Saved entries -
**********

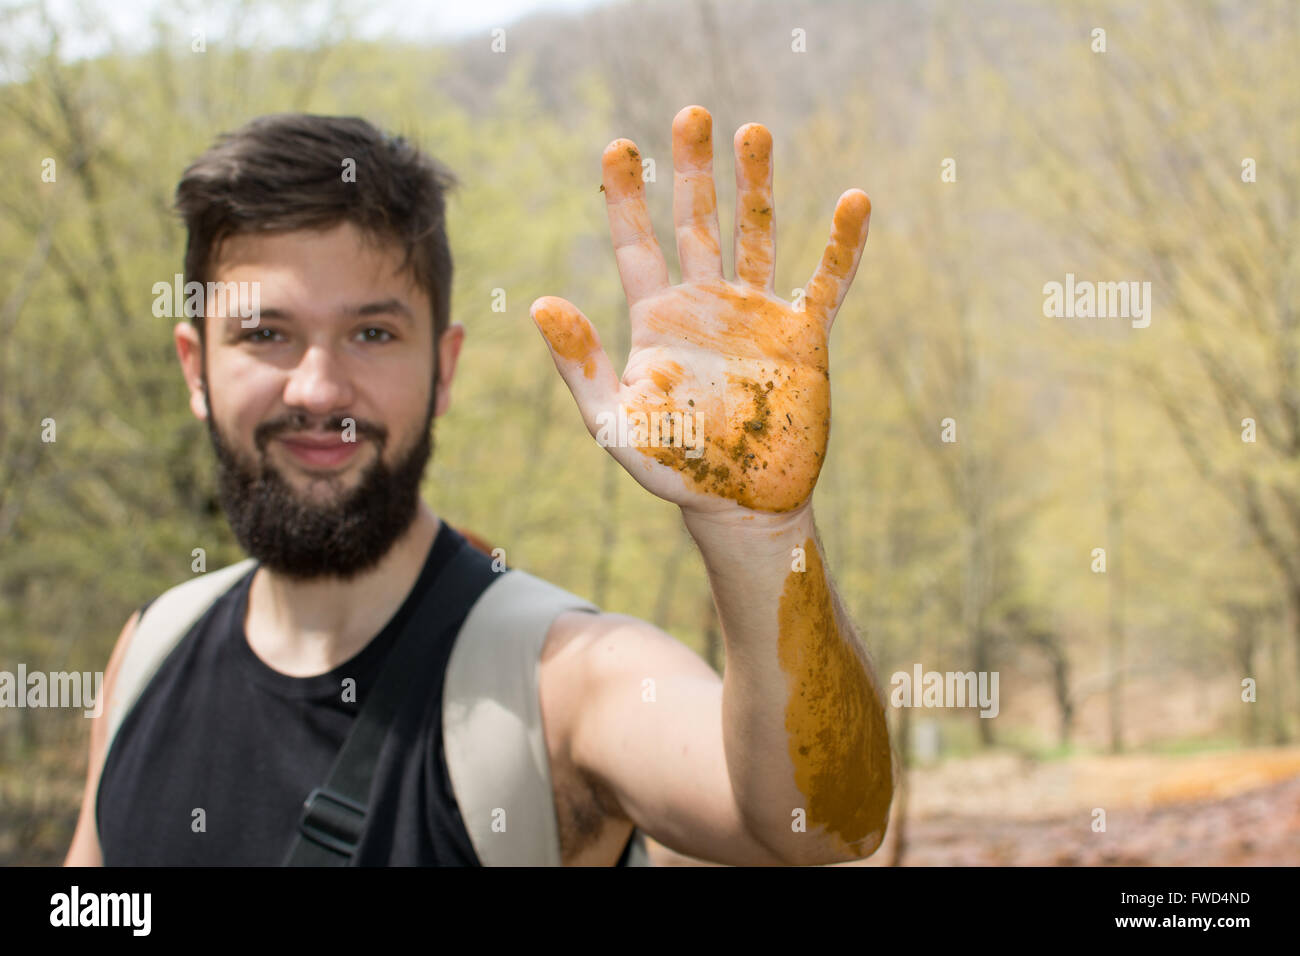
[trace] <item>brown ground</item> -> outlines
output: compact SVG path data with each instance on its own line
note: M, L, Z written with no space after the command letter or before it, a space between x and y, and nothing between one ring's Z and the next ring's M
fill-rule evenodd
M1295 866L1300 747L1191 756L1007 754L912 771L907 866ZM853 866L888 865L885 845ZM1105 832L1092 829L1106 811ZM659 845L660 865L707 865Z

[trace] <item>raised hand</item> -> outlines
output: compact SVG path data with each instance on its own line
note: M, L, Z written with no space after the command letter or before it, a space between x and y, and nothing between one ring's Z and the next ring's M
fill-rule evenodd
M531 314L588 431L640 484L685 510L788 512L812 496L830 432L826 340L867 239L871 200L839 198L821 264L794 303L773 290L772 136L735 137L736 278L722 275L713 120L673 120L673 219L682 281L646 209L641 154L617 139L601 160L619 275L632 323L620 379L591 322L544 296Z

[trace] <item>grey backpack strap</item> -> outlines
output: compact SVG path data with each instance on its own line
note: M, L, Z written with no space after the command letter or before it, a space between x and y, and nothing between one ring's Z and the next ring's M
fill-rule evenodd
M127 644L126 657L113 682L113 695L108 702L105 759L113 747L113 738L117 736L122 721L157 673L158 667L172 652L172 648L180 643L181 638L189 633L190 628L217 598L234 587L256 563L253 558L248 558L238 564L209 571L192 581L177 585L149 605L136 622L135 631Z
M560 865L538 674L551 622L574 610L598 609L525 571L506 571L470 609L452 648L443 752L484 866Z

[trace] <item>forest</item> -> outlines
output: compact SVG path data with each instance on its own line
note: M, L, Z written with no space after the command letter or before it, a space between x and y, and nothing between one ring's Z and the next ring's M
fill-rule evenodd
M576 303L621 368L601 150L656 160L675 270L696 103L724 237L730 135L772 131L779 295L836 198L871 197L829 347L829 569L886 694L998 675L996 716L889 708L907 775L870 862L1300 858L1300 5L666 0L447 40L362 35L342 3L198 9L144 36L0 12L0 671L103 671L196 549L243 557L156 286L188 163L302 111L458 178L467 338L426 500L721 672L679 512L587 434L528 312ZM88 739L80 710L0 707L0 863L62 861Z

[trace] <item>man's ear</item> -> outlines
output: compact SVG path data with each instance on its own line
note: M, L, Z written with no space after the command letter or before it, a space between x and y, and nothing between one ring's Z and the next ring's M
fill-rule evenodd
M190 389L190 411L199 421L207 421L208 400L203 394L203 346L193 322L177 322L172 329L176 340L176 356L181 360L181 372Z
M433 406L434 417L440 417L451 407L451 380L456 376L456 359L465 343L465 326L453 322L447 326L438 342L438 391Z

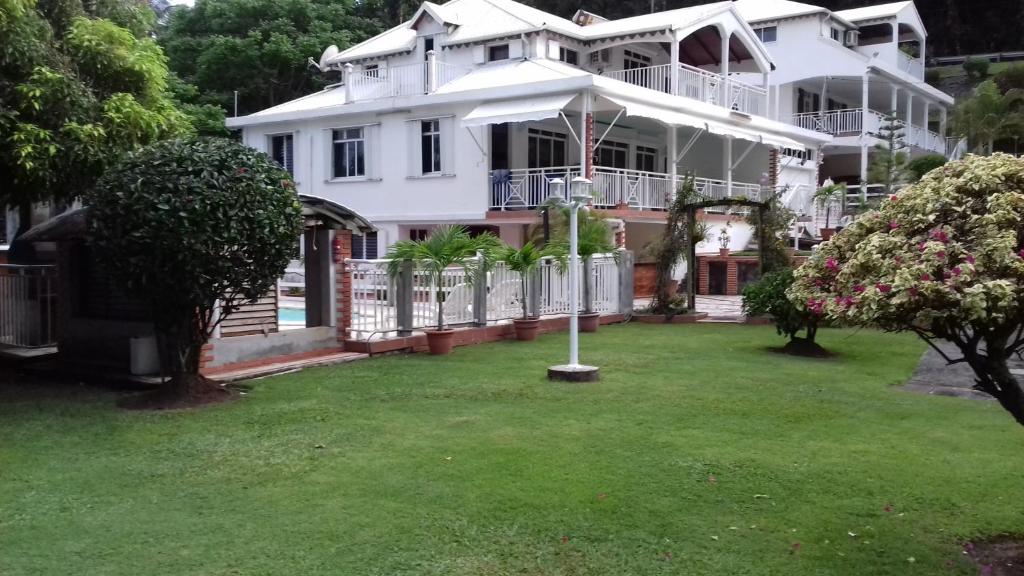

**********

ACTIVITY - Your task is to repeat the entries above exactly, omitting the pictures.

OUTPUT OF THE EXERCISE -
[trace] <item>brown ground</item> -> outlines
output: compact SVG path data with each instance on its own line
note: M, L, Z written with no space after the command letter or before it, a space between x and y, and nothing between one ring's Z and the next ring's M
fill-rule evenodd
M1295 866L1300 747L1191 756L1007 754L912 771L907 866ZM853 866L888 865L885 845ZM1105 832L1092 829L1106 811ZM659 845L660 865L707 865Z

[trace] <item>raised hand</item> -> outlines
output: compact SVG path data with each instance on its own line
note: M, L, Z written with no space after the command letter or before it, a space between x and y, and nothing between one ring's Z and the next ring's M
fill-rule evenodd
M531 314L588 431L640 484L685 510L788 512L812 496L830 432L826 340L867 239L871 200L839 198L821 264L794 303L773 290L772 136L735 137L736 278L722 275L713 120L673 120L673 219L682 281L646 209L641 154L617 139L601 160L619 275L632 323L620 379L591 322L544 296Z

[trace] <item>grey backpack strap</item> -> outlines
output: compact SVG path data with each instance on its own line
note: M, L, Z written with no space after the command letter or before it, a space between x and y, and nothing between one ring's Z and the next ring's M
fill-rule evenodd
M127 644L126 657L113 682L113 695L108 702L105 759L113 747L113 738L117 736L122 721L157 673L158 667L172 652L172 648L180 643L181 638L189 633L190 628L217 598L234 587L256 563L253 558L248 558L238 564L209 571L192 581L177 585L149 605L136 622L135 631Z
M560 865L538 674L551 622L574 610L598 609L525 571L506 571L470 609L452 648L443 752L484 866Z

[trace] <item>forest</item> -> outlines
output: compact SVG path data with each instance on its own line
note: M, L, Z written with no space after the command letter or before it, a space between x and y, and nothing between one ring's Z and the next ring's M
fill-rule evenodd
M576 303L621 368L601 150L656 160L675 270L696 103L724 237L730 135L772 131L779 295L836 198L871 197L829 347L829 569L886 694L998 675L996 716L889 708L907 775L870 862L1300 858L1300 5L666 0L447 40L362 35L342 3L198 9L144 36L0 12L0 671L103 671L196 549L243 557L156 286L188 163L302 111L458 178L467 338L426 500L721 672L679 512L587 434L528 312ZM88 739L80 710L0 707L0 863L62 861Z

[trace] <item>man's ear</item> -> outlines
output: compact SVG path data with each instance on its own line
note: M, L, Z written with no space after the command letter or before it, a space between x and y, and nothing between one ring's Z and the next ring's M
fill-rule evenodd
M190 389L190 411L199 421L207 421L208 400L203 394L203 346L193 322L177 322L172 329L176 340L176 356L181 360L181 372Z
M433 406L434 417L440 417L451 407L451 380L456 376L456 359L465 343L465 326L453 322L447 326L438 342L438 391Z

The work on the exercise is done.